- [Records]
Content starts
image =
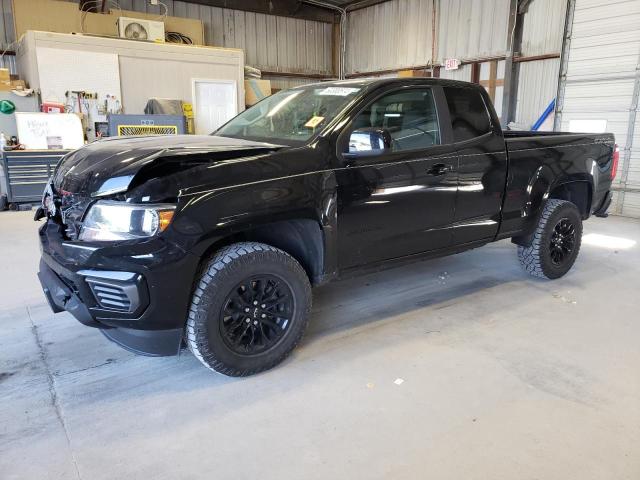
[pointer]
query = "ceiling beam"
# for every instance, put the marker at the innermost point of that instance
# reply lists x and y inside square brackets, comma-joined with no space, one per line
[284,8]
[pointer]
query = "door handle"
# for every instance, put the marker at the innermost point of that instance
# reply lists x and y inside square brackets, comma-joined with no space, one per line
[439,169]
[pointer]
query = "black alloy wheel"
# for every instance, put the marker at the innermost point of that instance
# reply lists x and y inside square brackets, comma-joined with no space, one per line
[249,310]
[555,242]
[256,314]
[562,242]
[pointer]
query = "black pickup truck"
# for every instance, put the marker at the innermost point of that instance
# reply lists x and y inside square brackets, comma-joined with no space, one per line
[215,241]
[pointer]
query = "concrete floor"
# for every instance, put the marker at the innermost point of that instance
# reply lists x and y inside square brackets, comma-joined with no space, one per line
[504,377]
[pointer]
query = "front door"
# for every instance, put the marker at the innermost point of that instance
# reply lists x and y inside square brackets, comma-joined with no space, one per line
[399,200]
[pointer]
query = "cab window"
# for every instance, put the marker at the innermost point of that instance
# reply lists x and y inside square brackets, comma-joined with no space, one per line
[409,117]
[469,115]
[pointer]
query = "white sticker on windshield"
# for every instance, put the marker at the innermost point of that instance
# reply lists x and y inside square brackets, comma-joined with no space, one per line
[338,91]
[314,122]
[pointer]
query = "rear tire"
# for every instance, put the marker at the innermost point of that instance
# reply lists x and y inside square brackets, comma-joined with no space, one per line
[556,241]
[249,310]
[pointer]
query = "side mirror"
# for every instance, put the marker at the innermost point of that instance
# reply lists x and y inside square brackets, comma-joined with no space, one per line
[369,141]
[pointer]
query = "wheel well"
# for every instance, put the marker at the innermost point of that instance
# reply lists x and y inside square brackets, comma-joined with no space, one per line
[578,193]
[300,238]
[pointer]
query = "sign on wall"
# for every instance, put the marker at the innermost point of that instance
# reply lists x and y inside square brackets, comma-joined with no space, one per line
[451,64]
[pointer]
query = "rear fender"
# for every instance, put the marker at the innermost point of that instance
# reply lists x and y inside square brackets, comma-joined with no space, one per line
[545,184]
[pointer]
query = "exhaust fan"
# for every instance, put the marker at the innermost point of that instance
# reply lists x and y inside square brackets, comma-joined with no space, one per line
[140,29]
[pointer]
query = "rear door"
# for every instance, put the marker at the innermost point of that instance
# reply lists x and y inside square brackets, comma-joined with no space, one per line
Content ends
- [Problem statement]
Using the records above, copy each line that contains "rear".

- [Answer area]
query = "rear tire"
query = "rear fender"
query = "rear door"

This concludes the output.